• _PROBLEM REQUIREMENTS_: Please copy out the lines of the records below without any change, from the line containing "canister as a single dot per instance." through the final line of the records, both included.
■ ■ ■
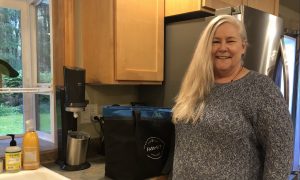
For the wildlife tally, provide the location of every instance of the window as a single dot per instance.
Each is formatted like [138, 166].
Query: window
[25, 33]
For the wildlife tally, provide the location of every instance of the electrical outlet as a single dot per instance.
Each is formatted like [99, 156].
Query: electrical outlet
[90, 111]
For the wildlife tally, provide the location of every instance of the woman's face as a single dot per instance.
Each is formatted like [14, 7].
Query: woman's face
[227, 48]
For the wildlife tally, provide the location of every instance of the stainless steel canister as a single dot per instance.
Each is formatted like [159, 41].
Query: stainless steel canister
[77, 145]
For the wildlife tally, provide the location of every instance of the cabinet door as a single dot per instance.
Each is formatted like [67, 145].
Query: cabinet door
[139, 38]
[269, 6]
[216, 4]
[173, 7]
■ ■ ■
• _EXERCISE RESPONSE_:
For the wildlife tally, provide the location of every instance of the stainless steel canister as a single dot per instance.
Each is formatted like [159, 41].
Query: stainless steel canister
[77, 145]
For the wildlife tally, provide the location of every instance of the cabinet door as a single dot per instance.
Each is formatted like [67, 145].
Query: cabinet door
[139, 38]
[269, 6]
[216, 4]
[173, 7]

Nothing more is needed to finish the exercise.